ENTRIES SHOWN -
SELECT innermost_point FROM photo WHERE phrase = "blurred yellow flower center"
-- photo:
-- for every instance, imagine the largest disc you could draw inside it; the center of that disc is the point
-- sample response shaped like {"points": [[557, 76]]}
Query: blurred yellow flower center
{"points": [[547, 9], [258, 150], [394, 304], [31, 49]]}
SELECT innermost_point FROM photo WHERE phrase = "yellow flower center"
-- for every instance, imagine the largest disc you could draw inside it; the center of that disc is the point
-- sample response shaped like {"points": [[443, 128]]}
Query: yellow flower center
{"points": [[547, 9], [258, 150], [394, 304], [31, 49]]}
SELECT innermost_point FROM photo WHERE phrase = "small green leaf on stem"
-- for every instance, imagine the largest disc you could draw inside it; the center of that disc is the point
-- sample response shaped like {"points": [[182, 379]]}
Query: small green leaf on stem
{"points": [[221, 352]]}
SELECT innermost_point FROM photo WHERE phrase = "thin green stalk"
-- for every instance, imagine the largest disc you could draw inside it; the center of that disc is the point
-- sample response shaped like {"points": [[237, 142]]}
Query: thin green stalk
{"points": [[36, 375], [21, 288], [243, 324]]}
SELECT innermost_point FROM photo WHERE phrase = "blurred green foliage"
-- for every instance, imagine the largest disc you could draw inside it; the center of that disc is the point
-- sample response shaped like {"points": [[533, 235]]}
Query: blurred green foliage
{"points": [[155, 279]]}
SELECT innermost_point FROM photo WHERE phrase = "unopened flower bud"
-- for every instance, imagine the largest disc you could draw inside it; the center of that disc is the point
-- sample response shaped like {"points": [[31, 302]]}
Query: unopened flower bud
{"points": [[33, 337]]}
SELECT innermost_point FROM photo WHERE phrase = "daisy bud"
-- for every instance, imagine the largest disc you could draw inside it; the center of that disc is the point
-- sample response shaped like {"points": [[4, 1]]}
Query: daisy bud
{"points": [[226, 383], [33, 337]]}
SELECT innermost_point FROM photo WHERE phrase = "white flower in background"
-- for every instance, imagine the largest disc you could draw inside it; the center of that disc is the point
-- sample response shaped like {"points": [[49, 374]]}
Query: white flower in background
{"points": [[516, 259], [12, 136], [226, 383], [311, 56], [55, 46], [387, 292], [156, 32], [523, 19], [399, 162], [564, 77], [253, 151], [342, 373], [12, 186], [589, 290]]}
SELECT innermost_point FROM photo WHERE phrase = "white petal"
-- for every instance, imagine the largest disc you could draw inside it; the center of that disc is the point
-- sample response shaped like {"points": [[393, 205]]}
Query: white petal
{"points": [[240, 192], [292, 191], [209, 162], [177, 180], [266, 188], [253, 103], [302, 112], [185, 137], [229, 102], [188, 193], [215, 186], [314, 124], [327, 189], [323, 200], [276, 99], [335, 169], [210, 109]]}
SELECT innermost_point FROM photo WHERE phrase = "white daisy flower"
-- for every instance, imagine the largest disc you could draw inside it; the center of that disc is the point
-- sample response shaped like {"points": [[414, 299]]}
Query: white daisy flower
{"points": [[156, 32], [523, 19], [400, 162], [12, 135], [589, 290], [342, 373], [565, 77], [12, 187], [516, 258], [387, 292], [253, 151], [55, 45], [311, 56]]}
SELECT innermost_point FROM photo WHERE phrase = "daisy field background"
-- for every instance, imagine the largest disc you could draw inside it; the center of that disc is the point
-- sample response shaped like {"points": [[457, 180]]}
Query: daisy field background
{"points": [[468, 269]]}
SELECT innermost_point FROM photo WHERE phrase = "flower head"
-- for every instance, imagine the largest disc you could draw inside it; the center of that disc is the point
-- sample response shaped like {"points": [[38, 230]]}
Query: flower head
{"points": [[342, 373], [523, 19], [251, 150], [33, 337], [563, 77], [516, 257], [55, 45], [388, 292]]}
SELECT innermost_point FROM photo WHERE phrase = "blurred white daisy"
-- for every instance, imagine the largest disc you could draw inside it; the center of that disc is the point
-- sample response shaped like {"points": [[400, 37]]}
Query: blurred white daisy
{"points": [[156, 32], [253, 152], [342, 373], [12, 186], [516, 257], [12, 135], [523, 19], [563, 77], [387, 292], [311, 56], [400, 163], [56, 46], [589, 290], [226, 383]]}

EXERCISE DETAILS - Your answer must be the complete listing, retyped exactly.

REPLY TO THE EXERCISE -
SELECT innermost_point FROM photo WHERE phrase = "blurred yellow flower center"
-- photo:
-- for every instance, imagine the largest disc you could draw inside it; the center of that disc is the point
-- sample response shaped like {"points": [[557, 76]]}
Query: blurred yellow flower center
{"points": [[547, 9], [258, 150], [394, 304], [31, 49]]}
SELECT innermost_point FROM photo WHERE phrase = "yellow flower center"
-- for every instance, imagine the largest disc you could draw inside it; the center of that disc is the point
-- sample response shaped like {"points": [[443, 128]]}
Query: yellow flower center
{"points": [[547, 9], [258, 150], [394, 304], [31, 49]]}
SELECT innermost_point FROM photo WHERE phrase = "small green leaf on stem"
-- for every instance, imagine the largest disc you could draw inside it; the center of that disc is the point
-- sample response shaped like {"points": [[182, 379]]}
Query: small green leaf on stem
{"points": [[221, 352]]}
SELECT innermost_point FROM photo WHERE phrase = "thin green stalk"
-- for every instance, imagine the largest disc you could draw inside it; the center of that disc is the point
-- sample response shaped like {"points": [[237, 142]]}
Query: thin green stalk
{"points": [[36, 375], [21, 288], [243, 324]]}
SELECT innermost_point FROM photo WHERE phrase = "blurred green foliage"
-- for every instance, imagine the largest disc you could draw inside it; the center of that disc is the point
-- sample response shaped like {"points": [[533, 235]]}
Query: blurred green foliage
{"points": [[155, 279]]}
SELECT innermost_point FROM photo WHERE phrase = "unopened flower bud"
-- for every instance, imagine the largest disc you could draw inside it; the center of that disc is the point
-- sample response shaped like {"points": [[31, 302]]}
Query: unopened flower bud
{"points": [[33, 337]]}
SELECT innermost_point FROM photo WHERE phrase = "daisy bud"
-- for every instance, imagine the largest disc you could draw inside it; the center of that disc is the point
-- sample response shaped like {"points": [[4, 1]]}
Query: daisy bud
{"points": [[226, 383], [33, 337]]}
SELECT innermost_point FROM photo WHERE phrase = "white flower in background"
-- for every instance, imagine the largest disc you could draw inside it; the center of that disc is the point
-- sample response shaped like {"points": [[49, 374]]}
Query: white flower in background
{"points": [[516, 259], [12, 136], [226, 383], [311, 56], [55, 46], [387, 292], [156, 32], [523, 19], [399, 162], [564, 77], [253, 151], [342, 373], [12, 186], [589, 290]]}
SELECT innermost_point FROM photo WHERE phrase = "white petal"
-- for every instance, imagine the largest disc you could draw inside it; the center of that disc is the point
-- sample response shaped like {"points": [[393, 205]]}
Query: white petal
{"points": [[240, 192], [292, 191], [209, 162], [177, 180], [266, 188], [253, 103], [302, 112], [185, 137], [229, 102], [188, 193], [215, 186], [314, 124], [327, 189], [323, 200], [276, 99], [335, 169], [210, 109]]}
SELECT innermost_point FROM photo WHERE phrase = "white daisy flower"
-- for every instance, imagine the largest disc you could draw inside it; the center of that disc is the point
-- sample response shaped like {"points": [[414, 299]]}
Query: white daisy flower
{"points": [[156, 32], [523, 19], [400, 162], [12, 135], [589, 290], [342, 373], [565, 77], [12, 187], [516, 258], [387, 292], [253, 151], [55, 45], [311, 56]]}
SELECT innermost_point FROM photo WHERE phrase = "daisy field background"
-- for every instance, imagine the largest disc you could draw inside it; the center of that disc is the point
-- sample response shaped like {"points": [[457, 180]]}
Query: daisy field background
{"points": [[468, 269]]}
SELECT innermost_point FROM photo WHERE phrase = "flower head"
-- for every instance, imagine the largest disc you could draw inside it; the center of that disc is the point
-- sample response shaped like {"points": [[38, 230]]}
Query: flower head
{"points": [[342, 373], [523, 19], [251, 150], [33, 337], [563, 77], [516, 257], [55, 45], [388, 292]]}
SELECT innermost_point FROM photo WHERE phrase = "blurred white daisy"
-- for every instance, imagine the largest disc you could draw inside it; the center of that disc is the point
-- sample response shaped like {"points": [[400, 37]]}
Query: blurred white daisy
{"points": [[156, 32], [253, 152], [342, 373], [12, 186], [516, 257], [12, 135], [523, 19], [563, 77], [387, 292], [311, 56], [400, 163], [56, 46], [589, 290], [226, 383]]}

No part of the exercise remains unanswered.